What the exercise asks >> Turn the listing below into a numbered list with one line per entry, skipping blank lines and leaving out the pictures.

Stored records >>
☆ ☆ ☆
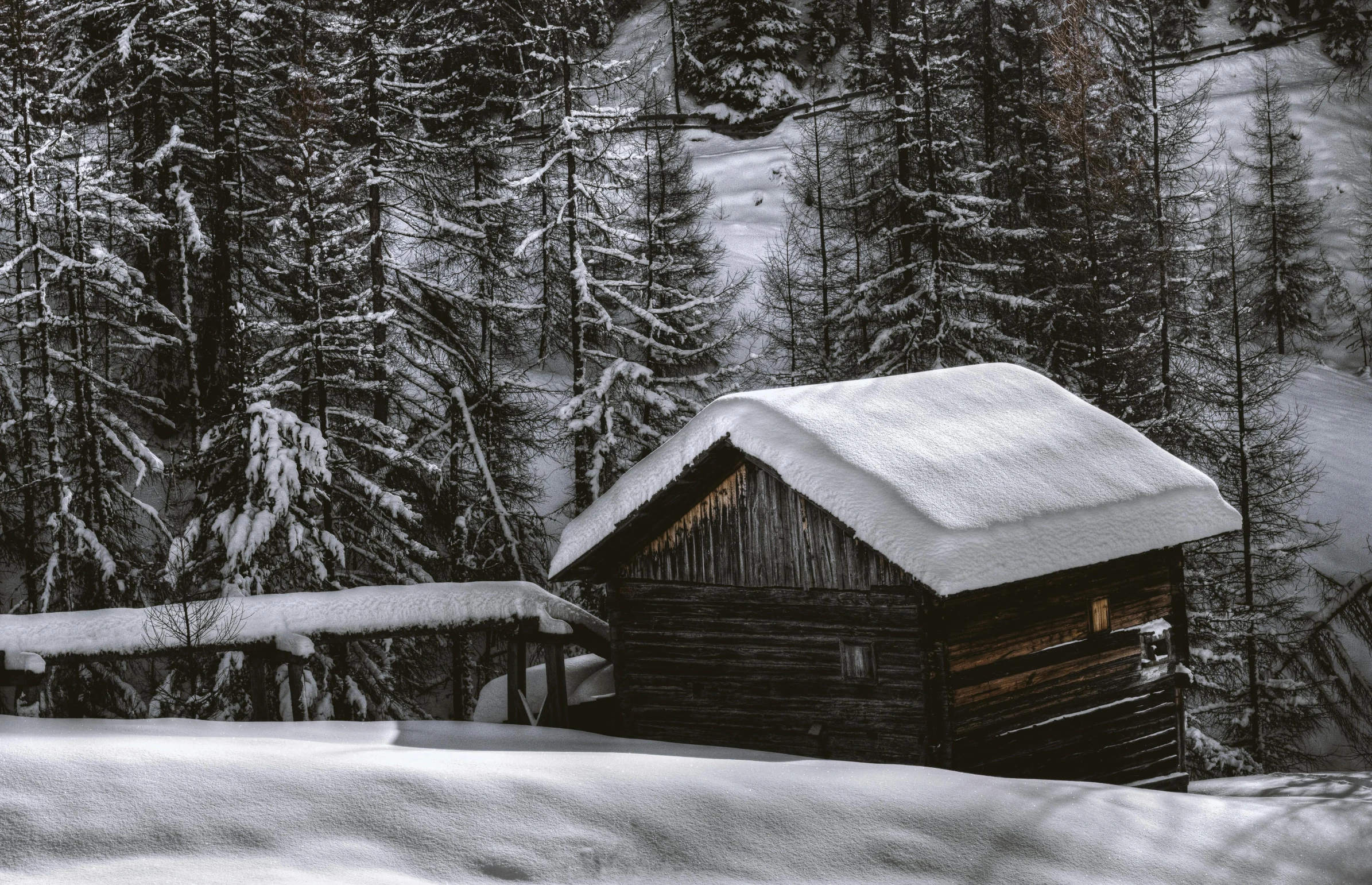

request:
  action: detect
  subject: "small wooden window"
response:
[838,639,877,682]
[1090,598,1110,635]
☆ ☆ ☆
Exercise result >>
1. request:
2.   action: detect
3.   subject: "small wooden window"
4. response:
5. [838,639,877,682]
6. [1090,598,1110,635]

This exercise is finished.